From the first entry to the last, repeat them all exactly.
═══ Material provided
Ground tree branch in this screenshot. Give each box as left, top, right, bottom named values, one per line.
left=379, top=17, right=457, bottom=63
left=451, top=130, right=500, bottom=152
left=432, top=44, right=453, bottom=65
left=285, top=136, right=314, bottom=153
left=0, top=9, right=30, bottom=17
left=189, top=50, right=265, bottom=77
══════
**Solution for this exercise**
Ground tree branch in this screenshot. Give each box as left, top, right, bottom named values, one per line.
left=379, top=17, right=457, bottom=63
left=451, top=130, right=500, bottom=152
left=432, top=44, right=453, bottom=65
left=285, top=136, right=314, bottom=153
left=0, top=9, right=30, bottom=17
left=189, top=50, right=265, bottom=77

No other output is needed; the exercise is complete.